EXERCISES
1. Copy the stretch of the Ubud passage from "There were differences" through "politely and seriously.", but swap "motor-bike" for "bicycle".
2. According to the Ubud passage, why are the gamelan instruments made in male and female pairs of slightly different pitch?

GIVEN PASSAGE
The main street of Ubud, being part of a long main road, is never empty. Farmers from villages further along the road come jogging to the market their produce bobbing on the ends of springy shoulder poles. Women with great baskets on their heads, kains (single bolts of cloth) wound closely on their thighs, walk strongly, staring into the distance, straight ahead. Now and again, young men or tourists on motor-cycles roar past. Busses halt and tourists file down and follow their guides to the art shops.
This is how we saw it on our first morning in Ubud.
Tjokorde Mas had offered to introduce me to a good musician. His boy, Denik, came to escort us to meet my teacher, (a relation of our landlord). It was raining. We walked under umbrellas to a plain stucco building in a side road. This was the rumah gong, the home of the instruments of the gamelan.
Pak Raka, his name was exactly the same as that of our landlord, came from the opposite direction. He too carried an umbrella. He wore a long woven kain and, amazingly, a heavy roll necked sweater. He was a man of good looks and dignity with a fine-boned face, erect carriage and, like his relation, Agung Raka, the air of a philosopher. Inside the rumah gong, dim light picked out the bronze of instruments scattered about the floor: the line of small pot-like gongs of the reong, the great gong itself, the keys of the metalaphones of different sizes. Different sexes too, for the Balinese and the Hindu religion preach duality and instruments are in pairs of slightly different pitch, male and female.
My instrument was to be the metalaphone called gangsa. Two of these were placed facing each other. Pak Raka sat me on a low box at one, the female, and he settled himself, cross-legged on a mat behind the male. David sat on a stool to draw the scene. I think he was a little nervous.
Pak Raka took up a small mallet, something like the picks of mountaineers, and l took up another. He played a succession of notes and I repeated them. So we progressed and I learned from memory. I had to. Music is taught aurally by a patient and thorough repetitive process. The traditional music of the gamelan is recorded in the mind not on manuscript. When I did well, Pak Raka smiled with his brown eyes and it was worthwhile. I wanted to please him.
In fact, in most ways, it was much like music lessons I have known since I was three years old. I was excited and stimulated by the sound. It pleased me. I was eager to follow where he led.
There were differences of course. After we had been playing for a little while, people appeared. There were faces at the windows, old faces and young ones; four little boys wandered into the room and squatted and stood, watching and listening, behind Pak Raka. A young man with a fighting cock in the crook of his arm came close and squatted by me. When he was asked he put down the bird, took up a pick and helped to demonstrate a passage of syncopated and very subtle rhythm. For the whole of our time in Ubud, this young man would always stop his work, his motor-bike or his conversation to come and inquire about my progress, politely and seriously.

LISTED RECORDS
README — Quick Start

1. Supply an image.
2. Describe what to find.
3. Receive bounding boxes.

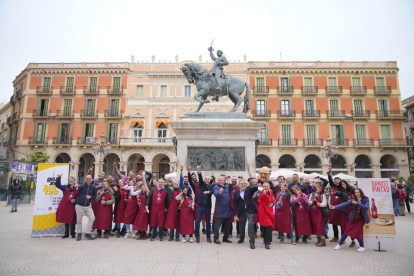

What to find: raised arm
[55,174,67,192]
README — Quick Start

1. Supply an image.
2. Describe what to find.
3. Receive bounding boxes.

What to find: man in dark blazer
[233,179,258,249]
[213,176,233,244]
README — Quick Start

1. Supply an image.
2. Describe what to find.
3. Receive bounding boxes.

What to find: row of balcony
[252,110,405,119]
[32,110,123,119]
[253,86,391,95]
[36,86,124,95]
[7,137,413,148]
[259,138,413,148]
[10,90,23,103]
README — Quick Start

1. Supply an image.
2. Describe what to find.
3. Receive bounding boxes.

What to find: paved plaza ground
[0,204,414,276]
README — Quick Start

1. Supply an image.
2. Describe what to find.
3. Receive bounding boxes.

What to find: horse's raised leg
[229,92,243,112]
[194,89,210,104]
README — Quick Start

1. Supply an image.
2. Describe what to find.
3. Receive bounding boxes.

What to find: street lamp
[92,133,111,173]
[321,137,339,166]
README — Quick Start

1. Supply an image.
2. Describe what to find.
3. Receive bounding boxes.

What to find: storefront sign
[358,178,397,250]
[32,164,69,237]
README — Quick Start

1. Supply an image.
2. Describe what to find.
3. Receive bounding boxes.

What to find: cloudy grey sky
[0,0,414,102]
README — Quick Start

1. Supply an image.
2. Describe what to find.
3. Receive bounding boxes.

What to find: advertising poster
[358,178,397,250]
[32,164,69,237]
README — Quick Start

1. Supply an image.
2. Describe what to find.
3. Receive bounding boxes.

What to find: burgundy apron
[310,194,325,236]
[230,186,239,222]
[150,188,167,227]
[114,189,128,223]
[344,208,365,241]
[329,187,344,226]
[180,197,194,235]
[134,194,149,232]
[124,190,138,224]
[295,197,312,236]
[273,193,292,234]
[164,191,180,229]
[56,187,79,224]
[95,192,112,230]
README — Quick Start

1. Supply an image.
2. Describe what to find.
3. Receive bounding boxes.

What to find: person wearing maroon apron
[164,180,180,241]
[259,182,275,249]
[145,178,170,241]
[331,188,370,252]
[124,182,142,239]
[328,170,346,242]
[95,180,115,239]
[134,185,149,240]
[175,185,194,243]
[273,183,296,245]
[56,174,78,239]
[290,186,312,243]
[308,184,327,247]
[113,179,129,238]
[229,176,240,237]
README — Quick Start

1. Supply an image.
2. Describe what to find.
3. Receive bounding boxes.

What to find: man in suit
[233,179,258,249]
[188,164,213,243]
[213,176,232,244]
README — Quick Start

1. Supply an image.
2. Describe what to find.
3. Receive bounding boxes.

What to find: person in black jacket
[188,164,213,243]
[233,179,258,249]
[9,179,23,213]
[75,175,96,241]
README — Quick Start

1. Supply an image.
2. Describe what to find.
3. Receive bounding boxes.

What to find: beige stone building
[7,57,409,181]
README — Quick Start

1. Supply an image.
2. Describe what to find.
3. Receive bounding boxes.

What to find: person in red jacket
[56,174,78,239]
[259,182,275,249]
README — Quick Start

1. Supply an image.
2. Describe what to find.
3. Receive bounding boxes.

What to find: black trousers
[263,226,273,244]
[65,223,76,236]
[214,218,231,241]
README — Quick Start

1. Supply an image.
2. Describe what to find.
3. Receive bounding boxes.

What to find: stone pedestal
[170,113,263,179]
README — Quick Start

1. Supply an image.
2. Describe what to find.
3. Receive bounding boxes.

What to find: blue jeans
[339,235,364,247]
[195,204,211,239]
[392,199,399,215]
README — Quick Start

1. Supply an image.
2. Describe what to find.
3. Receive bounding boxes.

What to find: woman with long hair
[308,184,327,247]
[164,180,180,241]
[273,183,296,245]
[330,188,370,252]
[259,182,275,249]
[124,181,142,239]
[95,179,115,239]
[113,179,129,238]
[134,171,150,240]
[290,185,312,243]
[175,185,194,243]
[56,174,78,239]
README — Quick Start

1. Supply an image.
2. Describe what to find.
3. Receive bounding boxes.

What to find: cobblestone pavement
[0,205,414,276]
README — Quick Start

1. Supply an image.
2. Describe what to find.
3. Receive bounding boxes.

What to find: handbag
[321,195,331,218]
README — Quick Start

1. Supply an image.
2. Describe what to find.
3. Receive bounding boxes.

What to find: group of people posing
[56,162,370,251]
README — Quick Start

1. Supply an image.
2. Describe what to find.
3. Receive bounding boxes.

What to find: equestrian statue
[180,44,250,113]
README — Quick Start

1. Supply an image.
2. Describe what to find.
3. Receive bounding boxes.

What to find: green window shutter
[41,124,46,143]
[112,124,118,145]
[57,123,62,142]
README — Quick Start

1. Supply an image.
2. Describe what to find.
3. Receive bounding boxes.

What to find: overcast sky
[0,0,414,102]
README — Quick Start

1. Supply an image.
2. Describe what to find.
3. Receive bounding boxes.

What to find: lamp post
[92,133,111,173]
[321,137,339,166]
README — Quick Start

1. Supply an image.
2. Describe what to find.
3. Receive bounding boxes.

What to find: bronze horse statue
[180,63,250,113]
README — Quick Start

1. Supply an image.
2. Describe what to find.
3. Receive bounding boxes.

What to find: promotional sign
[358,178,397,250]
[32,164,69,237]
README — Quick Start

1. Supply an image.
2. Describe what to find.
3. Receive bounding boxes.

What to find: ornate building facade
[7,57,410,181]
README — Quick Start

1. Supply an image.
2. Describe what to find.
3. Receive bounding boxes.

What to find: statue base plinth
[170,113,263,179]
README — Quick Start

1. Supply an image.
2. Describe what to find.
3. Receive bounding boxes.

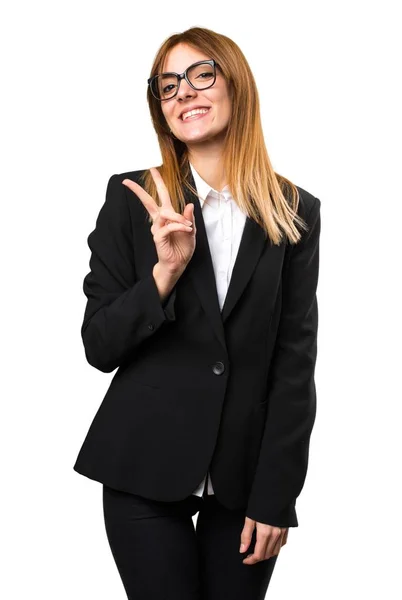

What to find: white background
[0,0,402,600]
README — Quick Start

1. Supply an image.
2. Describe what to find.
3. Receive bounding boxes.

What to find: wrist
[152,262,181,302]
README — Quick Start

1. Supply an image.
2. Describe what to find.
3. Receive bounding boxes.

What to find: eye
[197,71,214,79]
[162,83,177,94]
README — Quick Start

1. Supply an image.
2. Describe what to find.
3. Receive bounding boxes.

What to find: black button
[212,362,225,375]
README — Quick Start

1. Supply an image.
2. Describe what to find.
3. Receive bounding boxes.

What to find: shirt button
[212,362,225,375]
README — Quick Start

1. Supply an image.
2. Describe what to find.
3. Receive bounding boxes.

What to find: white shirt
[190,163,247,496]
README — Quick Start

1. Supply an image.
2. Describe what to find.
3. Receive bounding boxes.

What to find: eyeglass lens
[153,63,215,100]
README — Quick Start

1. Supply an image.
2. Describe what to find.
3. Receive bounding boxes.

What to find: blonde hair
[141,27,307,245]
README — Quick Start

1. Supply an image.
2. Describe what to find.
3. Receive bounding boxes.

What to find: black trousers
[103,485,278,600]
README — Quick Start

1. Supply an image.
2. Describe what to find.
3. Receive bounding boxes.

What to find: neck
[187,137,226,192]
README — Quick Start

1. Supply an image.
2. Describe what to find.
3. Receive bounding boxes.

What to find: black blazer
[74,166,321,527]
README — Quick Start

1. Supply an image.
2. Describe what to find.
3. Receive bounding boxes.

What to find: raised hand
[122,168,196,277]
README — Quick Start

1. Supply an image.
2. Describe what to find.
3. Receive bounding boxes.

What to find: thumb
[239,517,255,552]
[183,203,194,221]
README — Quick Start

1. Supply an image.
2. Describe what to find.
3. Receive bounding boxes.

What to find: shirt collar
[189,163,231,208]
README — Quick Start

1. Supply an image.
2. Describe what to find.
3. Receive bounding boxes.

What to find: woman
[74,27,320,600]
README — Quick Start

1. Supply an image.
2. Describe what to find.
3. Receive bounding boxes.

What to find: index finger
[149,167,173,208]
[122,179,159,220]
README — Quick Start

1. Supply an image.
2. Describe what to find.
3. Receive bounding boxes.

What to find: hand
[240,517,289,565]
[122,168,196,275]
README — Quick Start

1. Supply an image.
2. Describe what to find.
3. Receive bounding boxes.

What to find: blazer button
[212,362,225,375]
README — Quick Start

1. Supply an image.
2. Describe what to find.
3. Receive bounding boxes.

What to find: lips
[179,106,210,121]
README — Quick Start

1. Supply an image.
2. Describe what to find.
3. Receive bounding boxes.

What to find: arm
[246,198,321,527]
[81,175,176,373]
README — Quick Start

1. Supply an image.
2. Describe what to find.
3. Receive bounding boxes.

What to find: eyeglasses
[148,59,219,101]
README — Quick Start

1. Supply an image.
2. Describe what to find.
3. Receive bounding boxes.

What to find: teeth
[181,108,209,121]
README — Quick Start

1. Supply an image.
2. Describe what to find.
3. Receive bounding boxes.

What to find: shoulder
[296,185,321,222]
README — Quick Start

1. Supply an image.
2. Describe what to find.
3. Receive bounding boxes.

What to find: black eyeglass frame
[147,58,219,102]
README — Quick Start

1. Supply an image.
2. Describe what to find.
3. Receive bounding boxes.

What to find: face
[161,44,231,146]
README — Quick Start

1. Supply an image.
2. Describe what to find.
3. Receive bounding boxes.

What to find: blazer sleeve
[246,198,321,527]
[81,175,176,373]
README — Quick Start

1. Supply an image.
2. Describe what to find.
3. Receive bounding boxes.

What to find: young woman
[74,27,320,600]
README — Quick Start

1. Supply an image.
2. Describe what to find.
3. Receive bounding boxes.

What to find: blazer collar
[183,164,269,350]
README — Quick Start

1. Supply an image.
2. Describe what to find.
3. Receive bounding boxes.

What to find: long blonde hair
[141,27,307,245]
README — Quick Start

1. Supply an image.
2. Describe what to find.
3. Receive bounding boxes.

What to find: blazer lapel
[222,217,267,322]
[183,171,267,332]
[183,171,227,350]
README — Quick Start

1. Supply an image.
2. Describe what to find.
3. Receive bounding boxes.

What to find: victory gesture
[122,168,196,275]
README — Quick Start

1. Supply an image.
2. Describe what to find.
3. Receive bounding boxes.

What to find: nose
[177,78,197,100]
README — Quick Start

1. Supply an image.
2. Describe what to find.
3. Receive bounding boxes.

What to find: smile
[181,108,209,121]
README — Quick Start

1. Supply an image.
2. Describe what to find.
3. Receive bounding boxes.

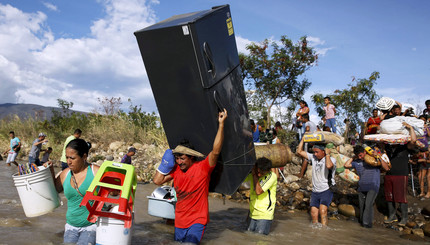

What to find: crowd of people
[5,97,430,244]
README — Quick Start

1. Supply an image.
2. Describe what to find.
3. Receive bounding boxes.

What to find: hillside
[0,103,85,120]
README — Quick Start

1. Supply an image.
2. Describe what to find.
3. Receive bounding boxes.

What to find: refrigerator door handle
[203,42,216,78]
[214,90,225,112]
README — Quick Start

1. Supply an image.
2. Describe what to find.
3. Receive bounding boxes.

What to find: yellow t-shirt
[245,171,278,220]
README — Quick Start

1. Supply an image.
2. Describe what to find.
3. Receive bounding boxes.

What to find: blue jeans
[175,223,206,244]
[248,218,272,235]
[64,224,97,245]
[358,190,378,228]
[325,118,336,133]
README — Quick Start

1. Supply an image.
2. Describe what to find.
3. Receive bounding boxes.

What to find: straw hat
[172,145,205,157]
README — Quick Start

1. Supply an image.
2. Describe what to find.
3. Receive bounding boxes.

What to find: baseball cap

YOUR RESPONSES
1.
There were differences of course. After we had been playing for a little while, people appeared. There were faces at the windows, old faces and young ones; four little boys wandered into the room and squatted and stood, watching and listening, behind Pak Raka. A young man with a fighting cock in the crook of his arm came close and squatted by me. When he was asked he put down the bird, took up a pick and helped to demonstrate a passage of syncopated and very subtle rhythm. For the whole of our time in Ubud, this young man would always stop his work, his bicycle or his conversation to come and inquire about my progress, politely and seriously.

2. They come in pairs because the Balinese and the Hindu religion preach duality. So each instrument has a male and a female partner, tuned to slightly different pitches.